== EXCERPTED TEXT
One of
the strengths of
Linux, as well as other Unix-based operating systems, is
its capabilities as a multi-user environment.
User accounts
benefit from the enhanced security of strict privilege separation, and they can
be simultaneously active and accessed, both locally through input and output
devices and remotely through network services. This makes Linux systems ideal
for many implementations as multi-user workstations, application servers, and
remote test platforms.
These
implementations can face social challenges that do not arise with a one user
per computer scenario. One such challenge is shared storage space, and the fact
that some users, for whatever reason, fail to play nicely with others. It may
be due to a desire to “get away with” something, like always wanting
the biggest piece of cake at a birthday party, or these problem users may just
be oblivious to the concerns of sharing a single computer and unable or
unwilling to keep track of their own disk use. When users start hogging disk
space at the expense of other users, the system administrator for a multi-user
computer needs to start thinking about how to control disk use with preset
limits. In fact, when setting up a multi-user system in the first place, it is
probably a good idea to think ahead, rather than waiting until someone is
already over reasonable limits to do something about the problem.
====
== DATA LINES
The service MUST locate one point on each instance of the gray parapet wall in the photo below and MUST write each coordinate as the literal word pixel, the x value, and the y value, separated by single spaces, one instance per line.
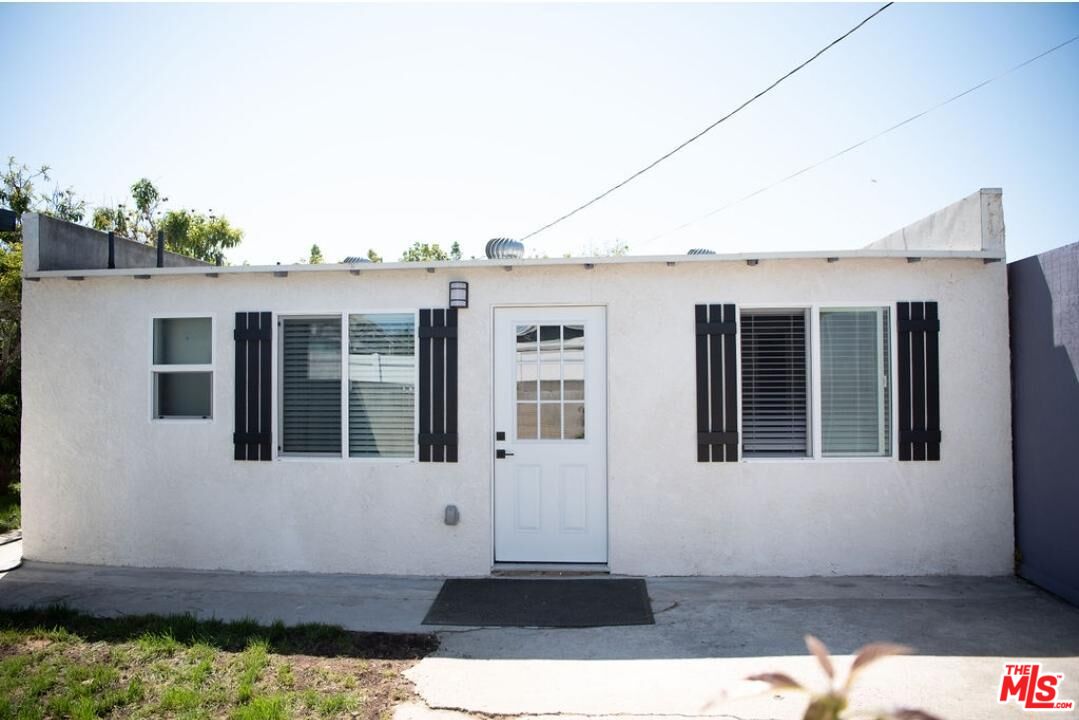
====
» **REQUIREMENT**
Retype the Linux multi-user passage word for word, everything from "User accounts" down to "remote test platforms.".

» **CORRECT RESULT**
User accounts
benefit from the enhanced security of strict privilege separation, and they can
be simultaneously active and accessed, both locally through input and output
devices and remotely through network services. This makes Linux systems ideal
for many implementations as multi-user workstations, application servers, and
remote test platforms.